=== Reading text ===
Friday, June 11, 2010

The Satan Bug (published in 1970) - By Alistair Maclean - A thriller about a deathly toxin stolen and used for murder

Alistair MacLean is a Scottish writer who specialized in writing thrillers and crime stories. He was third son of a Scottish minister and joined the Royal Navy during the world war two. He was a senior torpedo operator at the height of his career. He was in the thick of the war theater during the world war and saw action on many fronts especially the arctic north. After retiring he started penning his novels based on the war he saw and many of them became best sellers. Maclean never looked back as a writer until his death in 1987.
The Satan Bug is written under the pseudonym Ian Stuart. Alistair Maclean is said to have opted for another name to prove that his books are best sellers on account of their content rather than on his popularity. Some say that he took upon the name to counter Ian Flemming and his James Bond.
The Satan Bug deals with the perils off biological warfare. The chief detective Pierre Cavell is called upon to investigate the gruesome murders in Mordon Microbiological Research Institute. He reaches there to find two deathly toxins, a Botulinium extract and the Satan bug missing. The Satan Bug is a lab derivative of the deadly polio virus which can bring mankind to extinction, in a matter of minutes and to top it all no vaccine has been discovered for it.
Cavell finds all the scientists and the research assistants could be viewed under an umbrella of suspicion. Everybody was involved in one way or the other to force the entry in to the lab. The chief security officer who was murdered was fed a candy with the virus by an insider. Cavell chips away the layers of deceptions and alibi's and concludes that most of the scientists who had colluded with the murderer had been coerced by blackmail.

=== Data under study ===
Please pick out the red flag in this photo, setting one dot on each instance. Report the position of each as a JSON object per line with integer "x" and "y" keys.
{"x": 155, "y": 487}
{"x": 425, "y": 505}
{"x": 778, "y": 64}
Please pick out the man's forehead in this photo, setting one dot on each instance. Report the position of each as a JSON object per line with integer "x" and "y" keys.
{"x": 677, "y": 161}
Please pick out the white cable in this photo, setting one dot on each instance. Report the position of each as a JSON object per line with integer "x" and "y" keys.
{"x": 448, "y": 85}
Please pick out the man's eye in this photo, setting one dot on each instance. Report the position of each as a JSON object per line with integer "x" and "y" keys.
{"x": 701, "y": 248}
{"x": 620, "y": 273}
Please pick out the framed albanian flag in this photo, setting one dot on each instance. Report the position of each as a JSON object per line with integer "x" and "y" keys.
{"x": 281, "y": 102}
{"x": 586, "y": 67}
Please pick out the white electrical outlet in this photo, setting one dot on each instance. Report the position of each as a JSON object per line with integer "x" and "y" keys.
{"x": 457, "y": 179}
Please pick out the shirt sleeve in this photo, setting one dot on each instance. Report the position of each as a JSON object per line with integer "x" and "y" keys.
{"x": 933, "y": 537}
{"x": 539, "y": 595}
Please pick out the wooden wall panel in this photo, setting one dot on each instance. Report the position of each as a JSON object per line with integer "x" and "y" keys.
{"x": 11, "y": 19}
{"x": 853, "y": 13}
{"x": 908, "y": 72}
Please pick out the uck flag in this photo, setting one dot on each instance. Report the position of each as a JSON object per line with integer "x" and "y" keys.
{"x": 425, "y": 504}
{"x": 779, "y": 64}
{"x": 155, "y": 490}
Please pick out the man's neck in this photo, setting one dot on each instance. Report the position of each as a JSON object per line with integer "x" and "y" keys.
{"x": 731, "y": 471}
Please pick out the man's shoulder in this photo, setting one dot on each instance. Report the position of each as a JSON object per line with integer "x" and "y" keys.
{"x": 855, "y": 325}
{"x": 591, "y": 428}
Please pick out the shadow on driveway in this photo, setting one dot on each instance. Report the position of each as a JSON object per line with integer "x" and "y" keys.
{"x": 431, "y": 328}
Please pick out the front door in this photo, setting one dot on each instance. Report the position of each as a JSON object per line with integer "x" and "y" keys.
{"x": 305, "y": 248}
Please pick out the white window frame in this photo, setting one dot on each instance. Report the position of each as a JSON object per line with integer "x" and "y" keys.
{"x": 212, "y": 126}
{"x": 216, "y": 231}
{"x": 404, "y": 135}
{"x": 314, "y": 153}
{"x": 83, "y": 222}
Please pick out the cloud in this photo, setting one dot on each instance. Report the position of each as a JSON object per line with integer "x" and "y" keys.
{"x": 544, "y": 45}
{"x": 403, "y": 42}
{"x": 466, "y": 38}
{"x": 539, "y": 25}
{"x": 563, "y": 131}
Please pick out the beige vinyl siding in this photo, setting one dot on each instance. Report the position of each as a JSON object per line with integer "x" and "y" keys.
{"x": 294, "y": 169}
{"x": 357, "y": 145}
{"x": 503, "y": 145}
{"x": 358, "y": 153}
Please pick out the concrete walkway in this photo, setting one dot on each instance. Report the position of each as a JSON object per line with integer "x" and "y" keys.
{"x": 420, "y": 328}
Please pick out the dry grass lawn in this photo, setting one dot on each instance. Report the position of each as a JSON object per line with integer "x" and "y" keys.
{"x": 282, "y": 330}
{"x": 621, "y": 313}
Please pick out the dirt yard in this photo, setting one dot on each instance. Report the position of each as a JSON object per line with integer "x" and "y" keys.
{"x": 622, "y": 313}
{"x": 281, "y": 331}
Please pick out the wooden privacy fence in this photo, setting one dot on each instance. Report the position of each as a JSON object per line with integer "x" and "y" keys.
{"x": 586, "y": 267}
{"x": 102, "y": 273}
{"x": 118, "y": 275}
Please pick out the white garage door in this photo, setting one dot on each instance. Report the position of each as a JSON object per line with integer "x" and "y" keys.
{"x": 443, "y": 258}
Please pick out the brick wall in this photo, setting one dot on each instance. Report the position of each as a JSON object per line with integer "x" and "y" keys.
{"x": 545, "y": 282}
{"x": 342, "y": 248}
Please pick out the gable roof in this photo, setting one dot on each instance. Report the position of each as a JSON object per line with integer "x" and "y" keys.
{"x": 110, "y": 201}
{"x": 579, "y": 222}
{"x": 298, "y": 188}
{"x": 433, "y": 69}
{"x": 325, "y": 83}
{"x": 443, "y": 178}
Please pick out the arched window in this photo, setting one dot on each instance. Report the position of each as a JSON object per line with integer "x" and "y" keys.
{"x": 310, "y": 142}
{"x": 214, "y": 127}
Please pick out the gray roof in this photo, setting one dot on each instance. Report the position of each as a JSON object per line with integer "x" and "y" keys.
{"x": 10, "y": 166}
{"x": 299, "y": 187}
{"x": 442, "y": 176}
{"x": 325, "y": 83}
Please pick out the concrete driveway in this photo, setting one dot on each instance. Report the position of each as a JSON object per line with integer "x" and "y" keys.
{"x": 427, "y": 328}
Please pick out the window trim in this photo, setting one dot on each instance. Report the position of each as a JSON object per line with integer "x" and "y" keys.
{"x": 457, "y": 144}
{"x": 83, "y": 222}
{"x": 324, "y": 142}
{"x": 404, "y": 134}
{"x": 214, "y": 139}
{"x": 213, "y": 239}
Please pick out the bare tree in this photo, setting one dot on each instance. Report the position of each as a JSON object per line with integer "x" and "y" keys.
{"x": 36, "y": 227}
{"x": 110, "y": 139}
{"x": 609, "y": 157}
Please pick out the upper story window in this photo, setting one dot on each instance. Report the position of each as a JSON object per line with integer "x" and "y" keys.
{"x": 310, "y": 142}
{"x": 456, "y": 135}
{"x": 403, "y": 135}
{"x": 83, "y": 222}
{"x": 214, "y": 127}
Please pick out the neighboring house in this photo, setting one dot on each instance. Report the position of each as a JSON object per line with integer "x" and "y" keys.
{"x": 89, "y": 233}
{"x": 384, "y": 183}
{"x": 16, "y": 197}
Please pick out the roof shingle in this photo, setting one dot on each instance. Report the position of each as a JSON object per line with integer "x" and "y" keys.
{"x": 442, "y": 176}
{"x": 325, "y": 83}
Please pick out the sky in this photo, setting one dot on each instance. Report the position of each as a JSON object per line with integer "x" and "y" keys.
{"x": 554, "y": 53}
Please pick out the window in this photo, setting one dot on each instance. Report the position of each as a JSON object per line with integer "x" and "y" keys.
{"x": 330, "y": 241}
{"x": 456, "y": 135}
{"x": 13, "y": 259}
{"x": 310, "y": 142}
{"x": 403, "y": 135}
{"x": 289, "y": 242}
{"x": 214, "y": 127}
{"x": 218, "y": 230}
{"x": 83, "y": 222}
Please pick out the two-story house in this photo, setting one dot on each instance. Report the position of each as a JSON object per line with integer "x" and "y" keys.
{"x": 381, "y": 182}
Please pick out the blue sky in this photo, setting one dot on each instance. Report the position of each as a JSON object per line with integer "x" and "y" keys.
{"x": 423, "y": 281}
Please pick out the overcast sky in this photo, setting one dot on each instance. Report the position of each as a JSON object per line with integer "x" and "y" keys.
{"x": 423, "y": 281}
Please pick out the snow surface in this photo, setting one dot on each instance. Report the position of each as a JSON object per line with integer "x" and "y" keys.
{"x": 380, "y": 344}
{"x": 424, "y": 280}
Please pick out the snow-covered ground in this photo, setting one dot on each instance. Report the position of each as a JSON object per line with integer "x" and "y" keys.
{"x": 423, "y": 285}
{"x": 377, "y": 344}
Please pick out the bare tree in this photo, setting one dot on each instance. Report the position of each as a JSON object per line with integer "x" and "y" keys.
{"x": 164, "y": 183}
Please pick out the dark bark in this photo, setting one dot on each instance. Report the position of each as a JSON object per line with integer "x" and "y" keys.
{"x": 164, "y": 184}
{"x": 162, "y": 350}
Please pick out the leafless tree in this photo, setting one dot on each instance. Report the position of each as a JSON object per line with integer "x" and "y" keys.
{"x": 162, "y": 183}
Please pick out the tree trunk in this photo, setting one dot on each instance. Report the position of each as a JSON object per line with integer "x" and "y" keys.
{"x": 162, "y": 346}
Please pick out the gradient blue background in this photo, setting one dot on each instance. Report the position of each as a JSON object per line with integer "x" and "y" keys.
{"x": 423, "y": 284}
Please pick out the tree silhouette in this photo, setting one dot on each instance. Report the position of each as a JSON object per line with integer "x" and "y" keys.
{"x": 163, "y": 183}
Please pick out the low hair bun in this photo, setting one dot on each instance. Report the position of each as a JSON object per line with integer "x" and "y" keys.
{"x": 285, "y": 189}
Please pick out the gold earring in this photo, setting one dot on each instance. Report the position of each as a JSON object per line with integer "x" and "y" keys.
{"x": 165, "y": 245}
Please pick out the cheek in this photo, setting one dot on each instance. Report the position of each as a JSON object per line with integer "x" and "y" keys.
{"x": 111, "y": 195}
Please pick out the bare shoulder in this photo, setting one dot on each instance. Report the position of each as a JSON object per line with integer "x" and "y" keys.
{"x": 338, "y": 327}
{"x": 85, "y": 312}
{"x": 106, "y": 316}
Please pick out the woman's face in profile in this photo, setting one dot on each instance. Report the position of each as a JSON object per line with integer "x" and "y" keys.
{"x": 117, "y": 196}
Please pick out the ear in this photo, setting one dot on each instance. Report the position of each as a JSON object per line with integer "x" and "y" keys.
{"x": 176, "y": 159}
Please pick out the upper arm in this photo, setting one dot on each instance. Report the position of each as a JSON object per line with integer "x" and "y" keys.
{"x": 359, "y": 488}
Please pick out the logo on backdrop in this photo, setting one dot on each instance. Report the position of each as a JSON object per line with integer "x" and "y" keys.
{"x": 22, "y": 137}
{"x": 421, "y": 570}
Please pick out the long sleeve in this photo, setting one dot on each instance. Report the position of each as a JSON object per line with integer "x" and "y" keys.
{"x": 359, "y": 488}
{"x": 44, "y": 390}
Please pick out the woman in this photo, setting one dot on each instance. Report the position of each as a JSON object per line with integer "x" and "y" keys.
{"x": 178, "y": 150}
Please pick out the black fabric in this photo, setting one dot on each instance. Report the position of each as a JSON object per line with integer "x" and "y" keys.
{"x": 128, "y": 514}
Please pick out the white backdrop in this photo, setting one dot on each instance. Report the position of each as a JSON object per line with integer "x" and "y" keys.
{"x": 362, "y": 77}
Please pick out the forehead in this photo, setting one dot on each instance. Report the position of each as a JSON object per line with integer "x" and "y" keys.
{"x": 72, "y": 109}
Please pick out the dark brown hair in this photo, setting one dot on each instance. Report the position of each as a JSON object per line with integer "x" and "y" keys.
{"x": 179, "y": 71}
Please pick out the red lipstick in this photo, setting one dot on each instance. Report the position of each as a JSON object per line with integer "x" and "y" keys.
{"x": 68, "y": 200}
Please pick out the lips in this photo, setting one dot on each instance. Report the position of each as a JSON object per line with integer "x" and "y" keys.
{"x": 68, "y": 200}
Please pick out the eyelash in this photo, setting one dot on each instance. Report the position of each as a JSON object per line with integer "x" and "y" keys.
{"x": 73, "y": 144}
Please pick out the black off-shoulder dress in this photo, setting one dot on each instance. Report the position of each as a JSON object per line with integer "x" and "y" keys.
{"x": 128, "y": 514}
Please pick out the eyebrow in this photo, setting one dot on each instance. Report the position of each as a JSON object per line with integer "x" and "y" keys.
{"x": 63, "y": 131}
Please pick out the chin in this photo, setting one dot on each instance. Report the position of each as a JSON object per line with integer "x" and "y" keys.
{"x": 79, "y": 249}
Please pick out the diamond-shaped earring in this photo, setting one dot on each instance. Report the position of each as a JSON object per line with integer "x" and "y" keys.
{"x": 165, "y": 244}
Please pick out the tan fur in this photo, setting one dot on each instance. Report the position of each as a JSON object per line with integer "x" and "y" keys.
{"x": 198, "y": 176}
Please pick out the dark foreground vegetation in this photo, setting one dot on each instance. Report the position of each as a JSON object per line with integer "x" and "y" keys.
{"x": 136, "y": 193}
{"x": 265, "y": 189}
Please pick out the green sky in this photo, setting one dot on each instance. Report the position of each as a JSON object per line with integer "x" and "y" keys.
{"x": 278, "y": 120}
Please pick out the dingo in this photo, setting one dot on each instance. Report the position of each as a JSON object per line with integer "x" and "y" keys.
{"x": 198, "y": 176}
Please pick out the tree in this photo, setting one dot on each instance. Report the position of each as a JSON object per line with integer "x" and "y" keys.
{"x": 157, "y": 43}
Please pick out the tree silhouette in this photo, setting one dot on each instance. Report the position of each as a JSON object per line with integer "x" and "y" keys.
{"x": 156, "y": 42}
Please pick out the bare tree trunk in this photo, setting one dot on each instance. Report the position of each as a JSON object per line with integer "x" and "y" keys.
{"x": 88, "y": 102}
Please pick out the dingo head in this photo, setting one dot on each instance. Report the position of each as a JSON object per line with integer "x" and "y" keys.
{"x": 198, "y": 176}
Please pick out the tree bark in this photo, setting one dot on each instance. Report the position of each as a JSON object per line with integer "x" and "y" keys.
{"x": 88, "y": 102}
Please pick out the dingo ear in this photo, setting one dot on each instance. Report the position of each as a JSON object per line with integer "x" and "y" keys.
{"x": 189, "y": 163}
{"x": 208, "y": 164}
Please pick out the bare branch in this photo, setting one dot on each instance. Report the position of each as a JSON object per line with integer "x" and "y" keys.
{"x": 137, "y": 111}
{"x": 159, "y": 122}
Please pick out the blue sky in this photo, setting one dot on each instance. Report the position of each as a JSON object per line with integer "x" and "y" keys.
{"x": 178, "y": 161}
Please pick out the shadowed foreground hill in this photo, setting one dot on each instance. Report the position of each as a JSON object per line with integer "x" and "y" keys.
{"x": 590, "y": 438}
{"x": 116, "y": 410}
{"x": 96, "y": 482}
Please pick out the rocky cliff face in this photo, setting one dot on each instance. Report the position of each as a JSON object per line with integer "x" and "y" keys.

=== Problem ===
Please write the next part of the review of The Satan Bug, starting right after its last sentence, the one ending "had been coerced by blackmail."

=== Response ===
As the net closes on the villain, he kidnaps Mary, Cavell's wife forcing him to launch a search on his own. The murderer manages to kidnap the entire police party along with Cavell and kills a constable with Botulinium Toxin. But Cavell's chase does not prove futile. He unmasks the killer whose real motive was to evacuate London to undertake a massive bank robbery. So the ultimate fight aboard a helicopter, has Cavell revealing the identity of the killer. The villain thus foiled plunges to his death leaving the other phials of the toxins unopened.
If you want an edge of the seat thriller on a bleak day you need to pick up this book. MacLean does not give you a lecture on the pro's and con's of biological warfare. He just lets you in to the details of the method and its effects. Like all MacLean's hero's Cavell is a cynical, anti-establishment tough nut. He saves the very establishment which scorned him and earns his redemption at last. So pick up the Satan Bug and be sure to wash your hands to kill the germs.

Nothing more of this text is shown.